#### Required action:
From the data that follows, print exactly the lines starting at the one containing "Guideline: put one point on each instance of the black hoodie" and ending at the one containing "Guideline: put one point on each instance of the seated"; include both of them and nothing more.

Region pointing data
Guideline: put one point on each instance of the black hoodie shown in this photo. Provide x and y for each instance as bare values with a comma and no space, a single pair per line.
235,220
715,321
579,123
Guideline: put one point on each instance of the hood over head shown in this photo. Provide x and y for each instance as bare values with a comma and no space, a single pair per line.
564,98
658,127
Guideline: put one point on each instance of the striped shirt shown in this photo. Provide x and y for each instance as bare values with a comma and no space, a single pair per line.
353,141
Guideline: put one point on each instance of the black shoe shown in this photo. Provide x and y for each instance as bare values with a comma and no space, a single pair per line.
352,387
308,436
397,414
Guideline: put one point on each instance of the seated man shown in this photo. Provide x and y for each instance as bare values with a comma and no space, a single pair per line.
==
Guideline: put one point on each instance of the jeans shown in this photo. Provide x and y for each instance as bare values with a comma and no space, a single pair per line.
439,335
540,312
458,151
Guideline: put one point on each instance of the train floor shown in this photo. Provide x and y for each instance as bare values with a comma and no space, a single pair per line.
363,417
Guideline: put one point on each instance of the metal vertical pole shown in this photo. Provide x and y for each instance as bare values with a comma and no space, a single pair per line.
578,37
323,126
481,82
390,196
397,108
---
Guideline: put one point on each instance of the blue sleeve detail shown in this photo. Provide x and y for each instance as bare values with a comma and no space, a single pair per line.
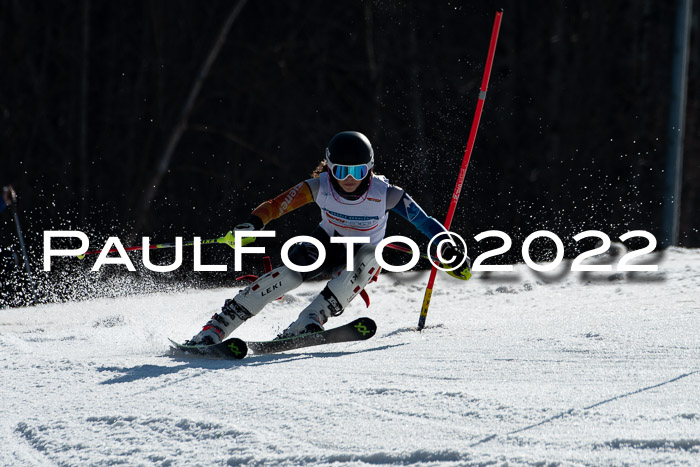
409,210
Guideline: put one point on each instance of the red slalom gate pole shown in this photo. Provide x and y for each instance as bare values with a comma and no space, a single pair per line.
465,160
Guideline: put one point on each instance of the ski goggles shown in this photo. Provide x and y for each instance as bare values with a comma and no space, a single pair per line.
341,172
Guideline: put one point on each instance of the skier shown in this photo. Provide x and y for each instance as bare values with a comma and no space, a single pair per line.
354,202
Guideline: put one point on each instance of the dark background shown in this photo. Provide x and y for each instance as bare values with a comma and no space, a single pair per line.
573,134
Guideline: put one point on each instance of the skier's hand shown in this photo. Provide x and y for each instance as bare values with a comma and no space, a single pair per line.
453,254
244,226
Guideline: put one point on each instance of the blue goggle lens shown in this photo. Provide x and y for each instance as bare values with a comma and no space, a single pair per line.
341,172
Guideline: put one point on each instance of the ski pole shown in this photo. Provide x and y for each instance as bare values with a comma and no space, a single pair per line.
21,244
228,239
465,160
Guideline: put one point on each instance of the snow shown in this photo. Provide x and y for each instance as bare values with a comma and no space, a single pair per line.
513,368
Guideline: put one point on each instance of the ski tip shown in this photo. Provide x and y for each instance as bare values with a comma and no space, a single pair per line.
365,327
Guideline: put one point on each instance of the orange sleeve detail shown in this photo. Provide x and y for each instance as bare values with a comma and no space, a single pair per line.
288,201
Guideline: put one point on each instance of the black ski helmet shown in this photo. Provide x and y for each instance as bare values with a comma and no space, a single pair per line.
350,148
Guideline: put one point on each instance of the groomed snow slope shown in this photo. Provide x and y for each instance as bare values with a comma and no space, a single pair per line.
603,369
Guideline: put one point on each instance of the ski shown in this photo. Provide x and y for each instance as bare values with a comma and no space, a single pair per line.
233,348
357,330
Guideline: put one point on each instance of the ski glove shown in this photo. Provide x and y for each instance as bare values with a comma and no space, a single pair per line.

#### Task solution:
Guideline: put one point on each instance of the black hoodie shown in this photo. Provide x and y for each instance as bare values with a comma and no space, a single pair per line.
235,220
715,321
579,123
Guideline: put one point on each instance of the hood over head shown in this photo. Provide x and y for each instance as bare values with a comma and no space, a single pair per line.
564,98
658,127
Guideline: put one point on each instance of the striped shirt shown in this photo. Provide x and y for each instance as bare values with a comma and no space, a single pair per line.
353,141
Guideline: put one point on each instance of the black shoe shown in this photo. Provide x and y for each instance as bare values with a comma and no space, a single pair per line.
352,387
308,436
397,414
Guideline: put one point on each instance of the seated man shown in this photo. Provide x and y for each instance as bare values with a comma and no space, a single pair per line.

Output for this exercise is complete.